── Provided data

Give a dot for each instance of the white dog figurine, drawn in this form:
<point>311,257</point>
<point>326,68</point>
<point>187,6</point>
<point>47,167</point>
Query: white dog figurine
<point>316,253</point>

────
── Provided data

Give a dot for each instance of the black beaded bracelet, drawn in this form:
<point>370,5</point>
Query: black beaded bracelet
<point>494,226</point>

────

## Problem
Print the rows from the line containing "Give a dot for each instance of the white" through the line containing "<point>316,253</point>", both lines included, reproducing each line verbatim.

## Solution to this exercise
Give a dot for each instance of the white dog figurine, drawn in this form:
<point>311,257</point>
<point>326,68</point>
<point>187,6</point>
<point>47,167</point>
Query: white dog figurine
<point>316,253</point>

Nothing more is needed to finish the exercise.